Reproduce every line of the material below word for word, changing nothing.

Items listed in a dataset
• • • • •

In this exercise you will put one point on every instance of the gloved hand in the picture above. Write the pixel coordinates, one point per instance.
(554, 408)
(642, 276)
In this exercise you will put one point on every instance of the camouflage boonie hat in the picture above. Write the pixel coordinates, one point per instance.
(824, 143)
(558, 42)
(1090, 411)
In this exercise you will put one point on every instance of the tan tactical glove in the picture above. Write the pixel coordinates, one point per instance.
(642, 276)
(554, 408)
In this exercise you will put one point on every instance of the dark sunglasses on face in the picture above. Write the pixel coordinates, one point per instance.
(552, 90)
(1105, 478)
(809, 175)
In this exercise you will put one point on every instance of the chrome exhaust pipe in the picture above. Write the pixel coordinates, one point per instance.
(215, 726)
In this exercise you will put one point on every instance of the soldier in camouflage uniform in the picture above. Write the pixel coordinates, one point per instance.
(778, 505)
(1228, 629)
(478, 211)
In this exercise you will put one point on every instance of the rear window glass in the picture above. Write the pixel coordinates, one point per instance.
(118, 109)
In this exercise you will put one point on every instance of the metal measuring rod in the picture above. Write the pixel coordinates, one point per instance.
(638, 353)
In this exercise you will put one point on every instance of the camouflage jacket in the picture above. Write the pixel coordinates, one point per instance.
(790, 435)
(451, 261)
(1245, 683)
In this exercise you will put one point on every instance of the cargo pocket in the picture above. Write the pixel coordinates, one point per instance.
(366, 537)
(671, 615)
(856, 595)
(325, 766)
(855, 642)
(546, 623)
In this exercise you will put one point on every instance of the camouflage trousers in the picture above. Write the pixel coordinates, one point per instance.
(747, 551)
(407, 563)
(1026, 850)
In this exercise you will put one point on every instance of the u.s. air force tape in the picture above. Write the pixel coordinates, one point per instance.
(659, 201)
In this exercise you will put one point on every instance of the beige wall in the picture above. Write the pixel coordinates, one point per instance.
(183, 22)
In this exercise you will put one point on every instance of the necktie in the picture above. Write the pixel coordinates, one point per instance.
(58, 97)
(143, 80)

• • • • •

COMPLETE OUTPUT:
In this exercise you will put one point on every instance of the gloved hand in the picture above. Write the pixel coordinates, one point per instance.
(554, 408)
(642, 276)
In this exercise you will put one point on every instance of the camouflage boonie hat in the picture above. Write the pixel coordinates, one point per instance.
(824, 143)
(558, 42)
(1090, 411)
In this exercise you will put one point on every instance of the tan tactical glove in the picture above. Write the pixel coordinates, one point per instance.
(642, 276)
(554, 408)
In this exercise you will put one point on every instance of the dark sunglasses on face in the picture above. Write the pixel coordinates, one point per instance.
(552, 90)
(1105, 478)
(809, 175)
In this exercise you will put one point on every instance of the chrome exhaust pipe in the picture above. Write the pixel coordinates, one point per instance.
(215, 726)
In this exercise you will put one point on every instance of the soldier in camouflage uniform in the picture above. Write the pixel coordinates, one point per instance.
(778, 505)
(1228, 629)
(478, 211)
In this exercise you will put one point on every instance of the rear window glass in the picture above. Write the pixel coordinates, one point per instance.
(118, 109)
In this exercise you will put one point on every instance of the metal measuring rod in the picture above. Write the pixel coordinates, one point per instance.
(638, 353)
In this exercise you will put one point on every instance of the camouflage jacket in the picture above. Write the pixel coordinates, one point per instance.
(790, 435)
(451, 261)
(1245, 683)
In this exercise you will put one point on every instance of the cargo pocket in the picture above. Write the pixel coordinates, one point per instance.
(366, 537)
(671, 615)
(856, 595)
(325, 766)
(855, 642)
(546, 623)
In this exercise you will put one point on every instance of the camouflage trousers in the picture above. Write the pixel coordinates, one point per instance.
(747, 551)
(407, 563)
(1026, 850)
In this exercise you will put one point on every instance of the u.s. air force tape in the picture above. Write the pixel coordinates, one point per instance.
(659, 201)
In this exercise you will put one point on every instance of the beige wall in the picture above. Write the pixel coordinates, one point per instance.
(183, 22)
In this exercise you will put one point on every instance of the necktie in the picture above. Write the pixel coordinates, one point per instance.
(58, 97)
(143, 80)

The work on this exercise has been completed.